» Study text
▬▬▬▬▬▬▬▬▬▬

Roi Cohen Kadosh (last name Cohen Kadosh, Hebrew: רועי כהן קדוש, born 1976) is an Israeli-British cognitive neuroscientist notable for his work on numerical and mathematical cognition and learning and cognitive enhancement. He is a professor of Cognitive Neuroscience and the head of the School of Psychology at the University of Surrey.

Biography 
Cohen Kadosh was born in Israel in 1976. He became interested in psychology at age 14, following his mother's illness and early death. After his mandatory service in the Israel Defence Forces, he started his studies at Achva College, and received his undergraduate degree in Behavioral Science from Ben-Gurion University of the Negev in 2002. Based on his achievements in his undergraduate studies, he received the prestigious Kreitman Foundation Doctoral Fellowship and was accepted to the direct track in PhD in neuropsychology with Prof. Avishai Henik. During his PhD degree (summa cum laude), he completed the European Diploma in Cognitive and Brain Sciences (EDCBS), and received training as an intern in clinical neuropsychology, at Beit Leowenstein Rehabilitation Center. He then decided to follow a research career, and received a Rothschild post-doctoral fellowship and funding from European Commission and the International Brain Research Organization to join the Institute Cognitive Neuroscience, University College London for his postdoctoral training. In 2009 he received a Wellcome Trust Career Development Fellowship to move to the University of Oxford where he established his lab. In 2021, he moved to the University of Surrey to take headship of the School of Psychology.

▬▬▬▬▬▬▬▬▬▬

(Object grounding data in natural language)
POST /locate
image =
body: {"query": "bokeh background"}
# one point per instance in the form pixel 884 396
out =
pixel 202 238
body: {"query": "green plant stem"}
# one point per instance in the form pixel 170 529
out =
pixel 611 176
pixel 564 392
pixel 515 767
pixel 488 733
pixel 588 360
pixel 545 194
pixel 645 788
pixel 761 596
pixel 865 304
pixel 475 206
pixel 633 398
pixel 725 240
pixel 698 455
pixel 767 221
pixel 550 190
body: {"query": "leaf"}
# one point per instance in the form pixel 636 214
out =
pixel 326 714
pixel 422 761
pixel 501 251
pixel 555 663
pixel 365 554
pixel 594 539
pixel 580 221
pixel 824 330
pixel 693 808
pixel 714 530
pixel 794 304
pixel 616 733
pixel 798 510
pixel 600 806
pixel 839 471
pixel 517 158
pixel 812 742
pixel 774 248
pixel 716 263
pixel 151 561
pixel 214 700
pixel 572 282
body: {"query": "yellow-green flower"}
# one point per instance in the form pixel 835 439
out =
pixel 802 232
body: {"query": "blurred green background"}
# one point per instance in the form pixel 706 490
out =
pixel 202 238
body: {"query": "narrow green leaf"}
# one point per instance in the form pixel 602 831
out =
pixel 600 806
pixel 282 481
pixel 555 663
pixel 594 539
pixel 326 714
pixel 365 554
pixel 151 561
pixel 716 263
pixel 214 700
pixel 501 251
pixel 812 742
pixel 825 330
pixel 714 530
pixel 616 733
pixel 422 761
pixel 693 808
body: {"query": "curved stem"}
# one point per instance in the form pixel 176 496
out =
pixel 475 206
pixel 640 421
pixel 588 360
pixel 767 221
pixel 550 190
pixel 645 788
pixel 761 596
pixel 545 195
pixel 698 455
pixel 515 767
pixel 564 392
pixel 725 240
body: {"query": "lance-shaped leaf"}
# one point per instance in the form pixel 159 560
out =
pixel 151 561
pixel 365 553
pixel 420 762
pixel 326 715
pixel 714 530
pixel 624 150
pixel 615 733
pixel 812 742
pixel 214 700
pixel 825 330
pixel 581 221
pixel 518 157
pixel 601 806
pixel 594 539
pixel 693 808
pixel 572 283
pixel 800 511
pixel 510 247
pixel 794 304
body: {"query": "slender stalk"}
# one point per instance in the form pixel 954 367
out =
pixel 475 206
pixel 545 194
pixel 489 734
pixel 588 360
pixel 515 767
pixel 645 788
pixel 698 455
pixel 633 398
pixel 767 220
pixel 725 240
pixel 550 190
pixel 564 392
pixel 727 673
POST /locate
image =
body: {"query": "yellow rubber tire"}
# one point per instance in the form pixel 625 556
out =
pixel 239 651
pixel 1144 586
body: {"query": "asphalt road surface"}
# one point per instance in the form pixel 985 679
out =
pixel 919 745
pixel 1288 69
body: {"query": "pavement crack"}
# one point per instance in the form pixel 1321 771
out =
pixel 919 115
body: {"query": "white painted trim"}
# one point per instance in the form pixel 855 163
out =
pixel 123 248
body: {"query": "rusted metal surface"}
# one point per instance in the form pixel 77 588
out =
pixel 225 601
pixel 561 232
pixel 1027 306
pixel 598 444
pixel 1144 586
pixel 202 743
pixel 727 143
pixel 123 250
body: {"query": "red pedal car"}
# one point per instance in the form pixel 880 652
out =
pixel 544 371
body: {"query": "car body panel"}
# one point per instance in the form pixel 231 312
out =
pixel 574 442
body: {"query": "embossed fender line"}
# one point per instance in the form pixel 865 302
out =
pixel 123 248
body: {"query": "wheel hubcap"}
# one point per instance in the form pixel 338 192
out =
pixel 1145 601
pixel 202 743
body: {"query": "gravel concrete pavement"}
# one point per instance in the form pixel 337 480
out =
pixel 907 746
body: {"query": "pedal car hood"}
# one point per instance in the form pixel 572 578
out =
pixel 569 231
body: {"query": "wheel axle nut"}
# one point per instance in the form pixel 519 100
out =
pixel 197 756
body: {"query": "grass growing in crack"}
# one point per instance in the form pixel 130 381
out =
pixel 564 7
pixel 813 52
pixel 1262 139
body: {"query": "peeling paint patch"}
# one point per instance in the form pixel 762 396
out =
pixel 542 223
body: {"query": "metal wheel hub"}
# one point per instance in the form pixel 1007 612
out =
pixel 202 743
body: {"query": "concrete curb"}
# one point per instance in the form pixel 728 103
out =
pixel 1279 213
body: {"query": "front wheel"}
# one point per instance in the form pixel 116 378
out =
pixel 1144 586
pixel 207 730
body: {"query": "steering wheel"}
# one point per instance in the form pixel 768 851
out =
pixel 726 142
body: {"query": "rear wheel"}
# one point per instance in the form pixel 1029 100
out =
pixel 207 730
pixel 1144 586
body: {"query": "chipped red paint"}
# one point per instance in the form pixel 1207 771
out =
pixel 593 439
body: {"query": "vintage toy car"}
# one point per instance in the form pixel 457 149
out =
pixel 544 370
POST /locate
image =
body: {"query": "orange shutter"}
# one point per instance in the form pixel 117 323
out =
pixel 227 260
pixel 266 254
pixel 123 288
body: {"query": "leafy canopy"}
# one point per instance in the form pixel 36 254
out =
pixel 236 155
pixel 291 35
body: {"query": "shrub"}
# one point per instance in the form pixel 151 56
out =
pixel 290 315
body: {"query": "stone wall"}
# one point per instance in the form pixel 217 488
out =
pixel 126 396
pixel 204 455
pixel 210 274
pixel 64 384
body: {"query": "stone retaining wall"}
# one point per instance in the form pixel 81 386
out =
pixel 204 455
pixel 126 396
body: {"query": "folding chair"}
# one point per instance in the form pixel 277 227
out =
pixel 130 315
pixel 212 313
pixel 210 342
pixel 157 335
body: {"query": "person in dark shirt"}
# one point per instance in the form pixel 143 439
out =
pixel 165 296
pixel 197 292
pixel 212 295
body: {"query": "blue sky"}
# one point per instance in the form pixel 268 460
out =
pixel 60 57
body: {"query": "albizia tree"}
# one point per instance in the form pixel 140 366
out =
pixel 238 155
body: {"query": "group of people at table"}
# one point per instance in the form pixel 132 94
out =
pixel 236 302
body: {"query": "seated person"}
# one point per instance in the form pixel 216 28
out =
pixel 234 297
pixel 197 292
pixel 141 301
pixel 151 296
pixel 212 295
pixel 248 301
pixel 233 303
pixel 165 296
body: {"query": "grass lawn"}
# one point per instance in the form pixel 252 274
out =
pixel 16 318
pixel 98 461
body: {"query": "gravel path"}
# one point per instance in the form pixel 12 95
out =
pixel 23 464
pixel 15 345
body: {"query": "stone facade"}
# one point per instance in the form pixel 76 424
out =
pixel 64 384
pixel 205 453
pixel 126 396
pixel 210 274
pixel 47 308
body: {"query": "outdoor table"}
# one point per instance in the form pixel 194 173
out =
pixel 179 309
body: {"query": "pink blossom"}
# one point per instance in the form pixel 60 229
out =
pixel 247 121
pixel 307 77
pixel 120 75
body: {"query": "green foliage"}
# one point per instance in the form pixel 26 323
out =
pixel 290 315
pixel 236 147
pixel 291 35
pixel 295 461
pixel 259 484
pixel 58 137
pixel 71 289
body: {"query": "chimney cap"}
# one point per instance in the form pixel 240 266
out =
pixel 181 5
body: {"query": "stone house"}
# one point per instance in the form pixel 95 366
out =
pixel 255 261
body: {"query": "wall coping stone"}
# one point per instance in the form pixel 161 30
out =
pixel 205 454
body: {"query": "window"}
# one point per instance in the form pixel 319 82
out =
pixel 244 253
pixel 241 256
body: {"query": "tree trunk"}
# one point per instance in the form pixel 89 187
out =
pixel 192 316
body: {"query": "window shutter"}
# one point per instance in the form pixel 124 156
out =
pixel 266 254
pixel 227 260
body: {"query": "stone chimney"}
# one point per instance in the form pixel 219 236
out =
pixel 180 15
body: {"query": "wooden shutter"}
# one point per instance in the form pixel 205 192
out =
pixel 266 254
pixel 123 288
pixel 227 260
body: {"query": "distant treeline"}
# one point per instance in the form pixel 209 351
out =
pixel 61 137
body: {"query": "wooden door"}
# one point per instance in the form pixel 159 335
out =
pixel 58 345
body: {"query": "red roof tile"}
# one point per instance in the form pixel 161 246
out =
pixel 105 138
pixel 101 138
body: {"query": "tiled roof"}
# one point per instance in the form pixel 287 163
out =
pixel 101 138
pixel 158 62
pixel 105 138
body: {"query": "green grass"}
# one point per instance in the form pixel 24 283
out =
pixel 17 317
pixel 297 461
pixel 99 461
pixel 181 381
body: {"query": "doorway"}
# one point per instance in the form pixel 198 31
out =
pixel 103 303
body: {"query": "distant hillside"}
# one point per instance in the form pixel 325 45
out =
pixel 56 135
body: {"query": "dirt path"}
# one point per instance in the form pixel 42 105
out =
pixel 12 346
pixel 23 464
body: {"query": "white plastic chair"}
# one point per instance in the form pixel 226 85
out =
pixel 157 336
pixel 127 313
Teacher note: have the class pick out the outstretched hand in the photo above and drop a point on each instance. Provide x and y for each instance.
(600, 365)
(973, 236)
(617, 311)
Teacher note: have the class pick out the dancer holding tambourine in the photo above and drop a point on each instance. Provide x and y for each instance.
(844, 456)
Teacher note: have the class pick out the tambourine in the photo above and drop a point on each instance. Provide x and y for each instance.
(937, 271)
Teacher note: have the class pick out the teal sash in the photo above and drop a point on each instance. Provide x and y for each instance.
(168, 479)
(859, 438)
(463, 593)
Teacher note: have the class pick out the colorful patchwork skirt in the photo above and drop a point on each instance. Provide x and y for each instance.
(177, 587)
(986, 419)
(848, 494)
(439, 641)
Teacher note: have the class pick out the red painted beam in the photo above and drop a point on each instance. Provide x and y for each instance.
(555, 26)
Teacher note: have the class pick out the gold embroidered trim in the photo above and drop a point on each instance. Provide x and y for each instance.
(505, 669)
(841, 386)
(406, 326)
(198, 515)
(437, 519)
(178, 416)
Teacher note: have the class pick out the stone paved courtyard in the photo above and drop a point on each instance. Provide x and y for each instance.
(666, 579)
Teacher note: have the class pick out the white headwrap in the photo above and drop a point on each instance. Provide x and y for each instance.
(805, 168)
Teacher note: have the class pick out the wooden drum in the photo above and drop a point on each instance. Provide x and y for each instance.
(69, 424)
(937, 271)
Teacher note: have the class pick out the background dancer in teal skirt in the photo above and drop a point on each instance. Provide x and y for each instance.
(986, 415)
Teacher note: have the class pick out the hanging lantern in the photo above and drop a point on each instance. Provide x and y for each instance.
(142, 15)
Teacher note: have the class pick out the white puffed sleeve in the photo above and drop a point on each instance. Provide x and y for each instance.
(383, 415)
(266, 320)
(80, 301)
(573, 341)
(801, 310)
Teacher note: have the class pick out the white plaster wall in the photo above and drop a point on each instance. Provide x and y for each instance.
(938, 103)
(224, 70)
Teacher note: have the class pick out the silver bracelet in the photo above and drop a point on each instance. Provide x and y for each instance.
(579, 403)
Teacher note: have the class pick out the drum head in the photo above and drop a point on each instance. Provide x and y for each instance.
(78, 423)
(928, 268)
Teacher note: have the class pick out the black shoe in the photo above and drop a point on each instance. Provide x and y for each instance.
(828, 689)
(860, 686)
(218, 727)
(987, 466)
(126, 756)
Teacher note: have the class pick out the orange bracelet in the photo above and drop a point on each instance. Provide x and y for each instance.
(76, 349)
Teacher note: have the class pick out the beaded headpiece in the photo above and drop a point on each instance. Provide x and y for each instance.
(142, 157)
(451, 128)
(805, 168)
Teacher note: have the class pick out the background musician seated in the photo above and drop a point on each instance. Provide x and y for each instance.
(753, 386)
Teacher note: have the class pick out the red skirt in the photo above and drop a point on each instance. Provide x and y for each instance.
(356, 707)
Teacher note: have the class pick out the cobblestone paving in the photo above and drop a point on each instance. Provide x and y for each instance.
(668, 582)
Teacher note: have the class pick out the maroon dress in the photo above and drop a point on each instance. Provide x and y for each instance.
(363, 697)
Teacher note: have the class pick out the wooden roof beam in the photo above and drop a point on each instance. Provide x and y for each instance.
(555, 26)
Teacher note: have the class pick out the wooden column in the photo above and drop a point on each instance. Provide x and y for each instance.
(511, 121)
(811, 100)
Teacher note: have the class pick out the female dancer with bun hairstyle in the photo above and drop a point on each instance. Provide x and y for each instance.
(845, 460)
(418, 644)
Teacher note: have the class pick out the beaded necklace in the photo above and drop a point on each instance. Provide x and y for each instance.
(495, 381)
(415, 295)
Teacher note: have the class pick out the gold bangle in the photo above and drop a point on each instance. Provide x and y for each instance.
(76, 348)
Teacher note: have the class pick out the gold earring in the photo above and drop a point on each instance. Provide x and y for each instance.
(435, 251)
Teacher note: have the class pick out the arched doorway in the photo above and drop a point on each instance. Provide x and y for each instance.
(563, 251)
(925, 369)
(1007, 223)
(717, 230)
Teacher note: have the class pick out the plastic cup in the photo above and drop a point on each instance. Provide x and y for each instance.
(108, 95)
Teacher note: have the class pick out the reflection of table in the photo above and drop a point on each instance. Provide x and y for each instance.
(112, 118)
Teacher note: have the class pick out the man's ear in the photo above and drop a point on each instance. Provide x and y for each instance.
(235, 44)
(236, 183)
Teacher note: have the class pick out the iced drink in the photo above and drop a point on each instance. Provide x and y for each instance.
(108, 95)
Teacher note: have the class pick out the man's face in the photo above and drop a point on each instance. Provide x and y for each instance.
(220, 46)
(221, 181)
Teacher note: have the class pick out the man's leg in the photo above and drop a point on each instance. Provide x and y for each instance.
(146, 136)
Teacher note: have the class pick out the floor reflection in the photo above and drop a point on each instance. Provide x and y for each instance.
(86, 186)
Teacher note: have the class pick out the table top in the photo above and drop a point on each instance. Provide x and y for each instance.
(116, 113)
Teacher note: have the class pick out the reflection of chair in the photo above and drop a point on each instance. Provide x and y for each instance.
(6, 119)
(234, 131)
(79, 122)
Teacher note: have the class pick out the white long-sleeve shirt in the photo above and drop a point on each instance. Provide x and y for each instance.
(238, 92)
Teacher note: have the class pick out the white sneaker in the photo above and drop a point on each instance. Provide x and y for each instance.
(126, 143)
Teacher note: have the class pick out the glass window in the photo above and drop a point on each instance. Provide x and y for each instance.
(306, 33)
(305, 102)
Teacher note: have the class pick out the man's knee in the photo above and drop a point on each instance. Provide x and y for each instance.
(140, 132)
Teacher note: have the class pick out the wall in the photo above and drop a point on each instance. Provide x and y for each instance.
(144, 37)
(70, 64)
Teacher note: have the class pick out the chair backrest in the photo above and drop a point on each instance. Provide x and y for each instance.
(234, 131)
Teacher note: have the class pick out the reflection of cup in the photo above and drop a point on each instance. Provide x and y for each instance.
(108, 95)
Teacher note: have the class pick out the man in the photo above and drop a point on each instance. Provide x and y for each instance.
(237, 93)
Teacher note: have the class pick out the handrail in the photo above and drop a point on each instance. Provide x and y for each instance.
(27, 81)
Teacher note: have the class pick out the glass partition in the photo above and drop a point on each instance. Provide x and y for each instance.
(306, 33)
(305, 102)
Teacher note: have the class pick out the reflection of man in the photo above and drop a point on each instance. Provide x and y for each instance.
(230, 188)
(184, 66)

▬▬▬▬▬▬▬▬▬▬

» Tasks
A - Summarize the Roi Cohen Kadosh biography in two sentences.
B - According to the Roi Cohen Kadosh biography, at what age did he become interested in psychology?
C - List every fellowship that the Roi Cohen Kadosh biography says he received.
Use only the Roi Cohen Kadosh biography for every answer.

» Written answers
A - Roi Cohen Kadosh, born in Israel in 1976, is an Israeli-British cognitive neuroscientist known for his work on numerical and mathematical cognition, learning and cognitive enhancement. After an undergraduate degree from Ben-Gurion University of the Negev and postdoctoral training at University College London, he established his lab at the University of Oxford in 2009 and in 2021 moved to the University of Surrey to head its School of Psychology.

B - He became interested in psychology at age 14.

C -
- Kreitman Foundation Doctoral Fellowship
- Rothschild post-doctoral fellowship
- Wellcome Trust Career Development Fellowship